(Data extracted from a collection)
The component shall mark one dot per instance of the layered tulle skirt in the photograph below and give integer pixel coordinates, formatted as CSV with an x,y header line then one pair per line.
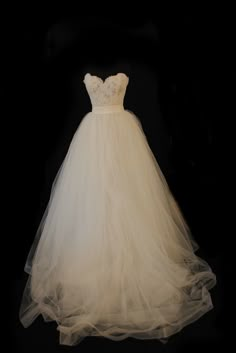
x,y
113,255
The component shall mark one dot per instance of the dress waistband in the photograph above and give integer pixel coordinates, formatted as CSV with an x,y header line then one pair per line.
x,y
108,109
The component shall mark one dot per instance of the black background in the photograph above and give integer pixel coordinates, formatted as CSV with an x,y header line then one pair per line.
x,y
183,93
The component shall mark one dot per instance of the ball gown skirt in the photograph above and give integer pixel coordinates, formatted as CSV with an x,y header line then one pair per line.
x,y
113,255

- _The problem_
Copy out the lines beginning at the one that contains "The component shall mark one dot per instance of the black". Stop at the final line of the data, and include it.

- _Output of the exercise_
The component shall mark one dot per instance of the black background in the photograph above and give integer pixel coordinates, formatted as CSV with an x,y header line then one pair per line.
x,y
183,93
The component shall mark one dot per instance of the ball gown skirt in the photograph above and give integer pixel coordinates, formatted as CSV with an x,y header line then one pair per line.
x,y
113,255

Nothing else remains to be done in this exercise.